Task details
Pick out each line in the rows below that contains the word "dented".

Material supplied
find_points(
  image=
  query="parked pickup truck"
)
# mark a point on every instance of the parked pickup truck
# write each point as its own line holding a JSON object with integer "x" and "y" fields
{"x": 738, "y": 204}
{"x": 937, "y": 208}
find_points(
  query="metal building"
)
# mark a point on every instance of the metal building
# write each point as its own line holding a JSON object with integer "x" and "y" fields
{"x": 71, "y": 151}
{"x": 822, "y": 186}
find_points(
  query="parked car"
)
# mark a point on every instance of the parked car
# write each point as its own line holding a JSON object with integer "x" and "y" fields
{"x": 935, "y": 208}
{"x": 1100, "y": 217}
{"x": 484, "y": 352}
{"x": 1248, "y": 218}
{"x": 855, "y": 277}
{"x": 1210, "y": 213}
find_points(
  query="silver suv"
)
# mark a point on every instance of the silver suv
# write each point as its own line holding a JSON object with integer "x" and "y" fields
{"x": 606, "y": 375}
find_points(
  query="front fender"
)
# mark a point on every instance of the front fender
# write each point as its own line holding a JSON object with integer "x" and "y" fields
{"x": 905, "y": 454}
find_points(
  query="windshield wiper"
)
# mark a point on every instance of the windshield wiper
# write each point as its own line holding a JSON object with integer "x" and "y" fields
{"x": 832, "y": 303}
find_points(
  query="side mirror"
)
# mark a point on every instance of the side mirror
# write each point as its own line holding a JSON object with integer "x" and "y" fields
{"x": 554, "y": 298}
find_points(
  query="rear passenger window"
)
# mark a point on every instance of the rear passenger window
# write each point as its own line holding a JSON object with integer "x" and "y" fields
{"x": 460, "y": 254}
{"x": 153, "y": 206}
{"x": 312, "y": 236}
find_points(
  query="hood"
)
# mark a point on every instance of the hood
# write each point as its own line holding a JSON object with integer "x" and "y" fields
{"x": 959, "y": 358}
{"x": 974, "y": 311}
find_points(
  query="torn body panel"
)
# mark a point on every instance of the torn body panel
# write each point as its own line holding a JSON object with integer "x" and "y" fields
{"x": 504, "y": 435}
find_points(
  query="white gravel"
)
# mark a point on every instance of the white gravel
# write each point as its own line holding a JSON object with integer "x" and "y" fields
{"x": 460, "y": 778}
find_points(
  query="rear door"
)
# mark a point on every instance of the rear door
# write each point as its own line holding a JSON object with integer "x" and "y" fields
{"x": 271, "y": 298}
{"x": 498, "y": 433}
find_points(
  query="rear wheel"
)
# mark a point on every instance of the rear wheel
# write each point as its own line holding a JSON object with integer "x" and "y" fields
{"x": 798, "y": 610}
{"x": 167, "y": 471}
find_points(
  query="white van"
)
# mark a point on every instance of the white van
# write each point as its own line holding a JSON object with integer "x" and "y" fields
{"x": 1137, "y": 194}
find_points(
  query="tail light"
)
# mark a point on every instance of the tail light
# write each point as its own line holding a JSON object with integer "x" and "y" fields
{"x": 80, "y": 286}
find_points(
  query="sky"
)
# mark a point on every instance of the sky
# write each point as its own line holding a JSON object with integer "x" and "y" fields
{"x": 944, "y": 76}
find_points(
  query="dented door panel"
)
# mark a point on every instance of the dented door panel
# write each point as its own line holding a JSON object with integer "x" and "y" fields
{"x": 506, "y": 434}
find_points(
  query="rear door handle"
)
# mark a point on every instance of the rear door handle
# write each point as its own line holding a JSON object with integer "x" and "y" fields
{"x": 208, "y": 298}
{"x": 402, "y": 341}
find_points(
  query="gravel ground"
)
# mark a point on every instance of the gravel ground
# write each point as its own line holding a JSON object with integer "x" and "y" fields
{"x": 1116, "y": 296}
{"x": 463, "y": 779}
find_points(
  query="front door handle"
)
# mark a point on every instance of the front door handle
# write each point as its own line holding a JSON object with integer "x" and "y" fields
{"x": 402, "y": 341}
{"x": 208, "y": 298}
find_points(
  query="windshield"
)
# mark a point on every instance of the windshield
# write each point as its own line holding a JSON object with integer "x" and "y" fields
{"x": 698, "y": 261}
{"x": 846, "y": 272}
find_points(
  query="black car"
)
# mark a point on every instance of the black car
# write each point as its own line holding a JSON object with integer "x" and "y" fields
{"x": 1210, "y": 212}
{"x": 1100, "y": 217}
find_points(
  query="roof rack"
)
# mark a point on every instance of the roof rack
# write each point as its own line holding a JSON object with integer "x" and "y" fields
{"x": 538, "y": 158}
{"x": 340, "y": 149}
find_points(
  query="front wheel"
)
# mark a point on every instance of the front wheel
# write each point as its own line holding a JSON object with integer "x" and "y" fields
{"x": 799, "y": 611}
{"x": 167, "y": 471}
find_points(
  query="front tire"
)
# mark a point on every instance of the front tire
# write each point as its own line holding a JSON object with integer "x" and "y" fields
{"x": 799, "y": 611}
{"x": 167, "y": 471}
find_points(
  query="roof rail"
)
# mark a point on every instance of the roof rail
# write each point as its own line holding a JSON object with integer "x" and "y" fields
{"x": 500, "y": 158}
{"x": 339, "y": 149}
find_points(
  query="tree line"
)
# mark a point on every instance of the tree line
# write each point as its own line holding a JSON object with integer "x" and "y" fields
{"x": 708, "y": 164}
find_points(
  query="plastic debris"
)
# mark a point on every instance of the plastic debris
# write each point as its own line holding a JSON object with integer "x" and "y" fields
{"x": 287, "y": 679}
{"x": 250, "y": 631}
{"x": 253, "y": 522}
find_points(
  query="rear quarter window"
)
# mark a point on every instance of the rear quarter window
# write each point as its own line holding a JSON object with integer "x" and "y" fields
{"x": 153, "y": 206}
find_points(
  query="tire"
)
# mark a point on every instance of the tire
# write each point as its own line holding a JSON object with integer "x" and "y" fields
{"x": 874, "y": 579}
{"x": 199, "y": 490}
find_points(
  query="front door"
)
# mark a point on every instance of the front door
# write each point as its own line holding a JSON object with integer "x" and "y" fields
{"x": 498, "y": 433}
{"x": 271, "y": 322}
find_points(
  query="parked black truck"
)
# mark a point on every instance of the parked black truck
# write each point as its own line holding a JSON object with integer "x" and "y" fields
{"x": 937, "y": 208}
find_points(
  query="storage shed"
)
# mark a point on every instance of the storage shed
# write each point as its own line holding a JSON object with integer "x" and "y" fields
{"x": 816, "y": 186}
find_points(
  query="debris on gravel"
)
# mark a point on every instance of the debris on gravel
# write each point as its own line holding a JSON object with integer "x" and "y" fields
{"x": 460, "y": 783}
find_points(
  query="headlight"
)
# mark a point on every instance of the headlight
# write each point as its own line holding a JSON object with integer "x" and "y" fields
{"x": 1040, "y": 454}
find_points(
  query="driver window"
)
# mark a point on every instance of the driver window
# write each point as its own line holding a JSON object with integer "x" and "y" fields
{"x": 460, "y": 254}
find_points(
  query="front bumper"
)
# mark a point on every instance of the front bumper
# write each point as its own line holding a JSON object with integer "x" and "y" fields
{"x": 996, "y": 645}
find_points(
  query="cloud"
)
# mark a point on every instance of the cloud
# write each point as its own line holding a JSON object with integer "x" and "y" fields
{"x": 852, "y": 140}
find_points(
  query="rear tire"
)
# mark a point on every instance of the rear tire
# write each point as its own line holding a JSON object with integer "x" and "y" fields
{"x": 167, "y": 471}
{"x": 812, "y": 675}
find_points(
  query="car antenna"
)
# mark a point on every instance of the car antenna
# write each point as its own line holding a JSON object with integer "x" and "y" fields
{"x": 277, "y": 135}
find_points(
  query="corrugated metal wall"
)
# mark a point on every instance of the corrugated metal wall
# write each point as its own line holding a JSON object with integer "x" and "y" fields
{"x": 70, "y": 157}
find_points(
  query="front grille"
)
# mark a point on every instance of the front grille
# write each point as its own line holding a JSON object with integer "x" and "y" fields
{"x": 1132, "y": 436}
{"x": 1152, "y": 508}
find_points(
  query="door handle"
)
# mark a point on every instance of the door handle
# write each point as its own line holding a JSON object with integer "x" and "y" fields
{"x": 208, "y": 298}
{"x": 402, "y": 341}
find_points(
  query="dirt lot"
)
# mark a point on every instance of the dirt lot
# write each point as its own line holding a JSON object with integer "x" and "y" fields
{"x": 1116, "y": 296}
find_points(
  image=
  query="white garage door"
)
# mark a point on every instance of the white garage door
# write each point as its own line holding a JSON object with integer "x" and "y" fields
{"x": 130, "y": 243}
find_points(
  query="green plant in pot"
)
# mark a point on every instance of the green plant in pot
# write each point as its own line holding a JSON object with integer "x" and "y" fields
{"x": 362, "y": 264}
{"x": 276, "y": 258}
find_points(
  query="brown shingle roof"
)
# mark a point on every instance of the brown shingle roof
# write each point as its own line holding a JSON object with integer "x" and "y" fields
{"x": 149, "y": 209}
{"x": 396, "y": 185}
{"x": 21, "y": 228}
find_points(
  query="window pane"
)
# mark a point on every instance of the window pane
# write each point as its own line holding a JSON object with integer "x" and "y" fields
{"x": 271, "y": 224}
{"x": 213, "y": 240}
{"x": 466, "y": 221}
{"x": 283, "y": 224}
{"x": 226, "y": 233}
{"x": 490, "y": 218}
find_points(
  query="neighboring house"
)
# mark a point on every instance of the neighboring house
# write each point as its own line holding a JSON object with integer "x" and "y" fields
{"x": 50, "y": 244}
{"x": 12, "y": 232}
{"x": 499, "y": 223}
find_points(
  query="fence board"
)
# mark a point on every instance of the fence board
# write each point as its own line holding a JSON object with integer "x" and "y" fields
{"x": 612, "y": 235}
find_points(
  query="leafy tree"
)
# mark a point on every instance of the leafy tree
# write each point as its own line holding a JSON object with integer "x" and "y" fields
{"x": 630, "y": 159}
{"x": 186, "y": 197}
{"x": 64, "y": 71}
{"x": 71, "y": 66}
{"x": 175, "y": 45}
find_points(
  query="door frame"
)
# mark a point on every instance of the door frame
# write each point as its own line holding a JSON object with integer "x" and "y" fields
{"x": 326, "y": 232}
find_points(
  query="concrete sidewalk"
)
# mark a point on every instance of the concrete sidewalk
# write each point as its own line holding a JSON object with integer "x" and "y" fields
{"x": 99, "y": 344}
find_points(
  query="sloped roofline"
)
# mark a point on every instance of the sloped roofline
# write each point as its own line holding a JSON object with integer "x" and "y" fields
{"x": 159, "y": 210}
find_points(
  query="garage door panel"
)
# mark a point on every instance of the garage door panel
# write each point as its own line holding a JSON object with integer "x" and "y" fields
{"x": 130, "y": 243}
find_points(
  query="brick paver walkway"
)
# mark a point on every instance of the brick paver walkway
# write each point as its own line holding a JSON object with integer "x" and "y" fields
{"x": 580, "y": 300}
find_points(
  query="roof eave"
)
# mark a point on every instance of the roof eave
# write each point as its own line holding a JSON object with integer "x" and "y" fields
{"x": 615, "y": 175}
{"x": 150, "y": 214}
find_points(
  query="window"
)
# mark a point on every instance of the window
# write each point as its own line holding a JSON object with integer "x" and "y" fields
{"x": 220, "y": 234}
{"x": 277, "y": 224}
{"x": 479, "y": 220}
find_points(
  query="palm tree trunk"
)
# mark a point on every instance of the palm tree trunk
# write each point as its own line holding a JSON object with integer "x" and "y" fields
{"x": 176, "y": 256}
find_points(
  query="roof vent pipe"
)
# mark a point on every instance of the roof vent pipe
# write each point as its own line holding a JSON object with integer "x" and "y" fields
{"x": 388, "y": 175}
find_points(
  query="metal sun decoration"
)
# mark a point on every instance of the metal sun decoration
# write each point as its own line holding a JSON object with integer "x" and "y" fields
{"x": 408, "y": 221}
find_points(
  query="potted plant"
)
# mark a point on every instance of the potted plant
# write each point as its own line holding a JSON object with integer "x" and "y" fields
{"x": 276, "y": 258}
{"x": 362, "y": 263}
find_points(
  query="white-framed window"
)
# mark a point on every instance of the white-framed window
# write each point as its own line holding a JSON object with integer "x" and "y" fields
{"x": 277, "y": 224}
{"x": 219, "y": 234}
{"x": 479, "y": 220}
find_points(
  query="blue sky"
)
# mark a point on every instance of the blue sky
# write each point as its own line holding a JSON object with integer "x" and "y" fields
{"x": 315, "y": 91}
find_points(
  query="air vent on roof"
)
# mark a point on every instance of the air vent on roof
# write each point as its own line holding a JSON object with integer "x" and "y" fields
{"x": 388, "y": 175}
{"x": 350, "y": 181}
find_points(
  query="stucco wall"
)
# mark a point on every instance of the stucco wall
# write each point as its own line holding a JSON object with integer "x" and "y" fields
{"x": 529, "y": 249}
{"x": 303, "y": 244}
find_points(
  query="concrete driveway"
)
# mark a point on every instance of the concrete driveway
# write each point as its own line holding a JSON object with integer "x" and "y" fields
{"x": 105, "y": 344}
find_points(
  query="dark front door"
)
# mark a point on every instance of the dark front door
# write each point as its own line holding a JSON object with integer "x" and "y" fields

Written answer
  query="dented door panel"
# mark a point on every instance of the dented door panel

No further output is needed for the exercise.